=== DOCUMENT SECTION ===
● ● ● ● ● ● ●

We were on this real big push. The area I was in was strictly VC unless we’d go outside our area of operation then we’d start running into NVA, like up in the mountains. So the first time there was a big push of NVA coming in, they brought our whole brigade-company after company coming in all night long. We were sitting on the side of this hill watching all these choppers coming into this big valley.
I was walking point for our company at the time. We were kind of pinned down. My squad was hanging out and they sent a new squad up this trench line where you have bamboo and trees growing. Their point man got pinned down and I went up to take his spot and one of our helicopters almost shot me-they mistook me for NVA. I looked up and here’s this machine gunner in a Huey and I heard the rounds hit in the dirt around me but he missed me. We got on the radio and they called in jets, called in gun ships. We had tracks coming in because we had trapped a big NVA force.
I’d blown an ambush the day or two before where they were setting us up with .51 caliber machine guns which you didn’t run into with the VC-it was all small arms. It was a daylong firefight with things hitting all day here and there. So it was active; it was active. I wound up trading grenades with this guy and I ran out of grenades. I turned to my friend behind me and right then I heard ‘pop’ but I just thought someone was taking a shot. I saw my friend’s eyes get big and he started to yell, ‘Chi Com’ and I already knew it. I don’t know if I could feel it or not. I knew the thing fell between my legs and I looked down and I saw it and I remember vividly the weed I grabbed onto by the side of this trench to yank myself up to get away from this blast and the thing went off and I just sailed out in the middle of this rice paddy.

● ● ● ● ● ● ●

=== SUPPLIED DATA ===

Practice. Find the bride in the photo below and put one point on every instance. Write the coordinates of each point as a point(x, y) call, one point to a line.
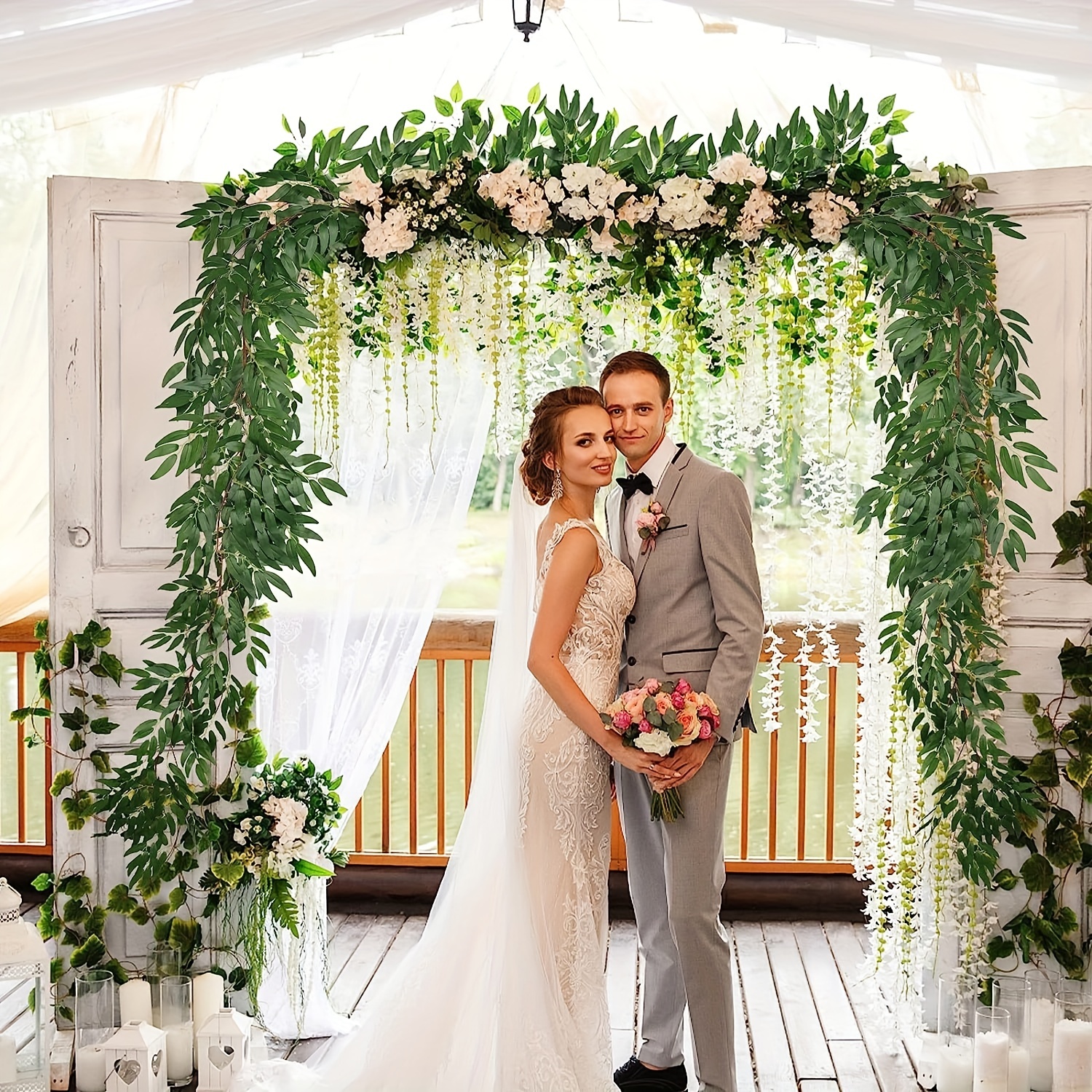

● ● ● ● ● ● ●

=== TASK OBJECTIVE ===
Transcribe the passage of the combat account above, starting at "I’d blown an" and ending at "this rice paddy.".

=== WRITTEN ANSWER ===
I’d blown an ambush the day or two before where they were setting us up with .51 caliber machine guns which you didn’t run into with the VC-it was all small arms. It was a daylong firefight with things hitting all day here and there. So it was active; it was active. I wound up trading grenades with this guy and I ran out of grenades. I turned to my friend behind me and right then I heard ‘pop’ but I just thought someone was taking a shot. I saw my friend’s eyes get big and he started to yell, ‘Chi Com’ and I already knew it. I don’t know if I could feel it or not. I knew the thing fell between my legs and I looked down and I saw it and I remember vividly the weed I grabbed onto by the side of this trench to yank myself up to get away from this blast and the thing went off and I just sailed out in the middle of this rice paddy.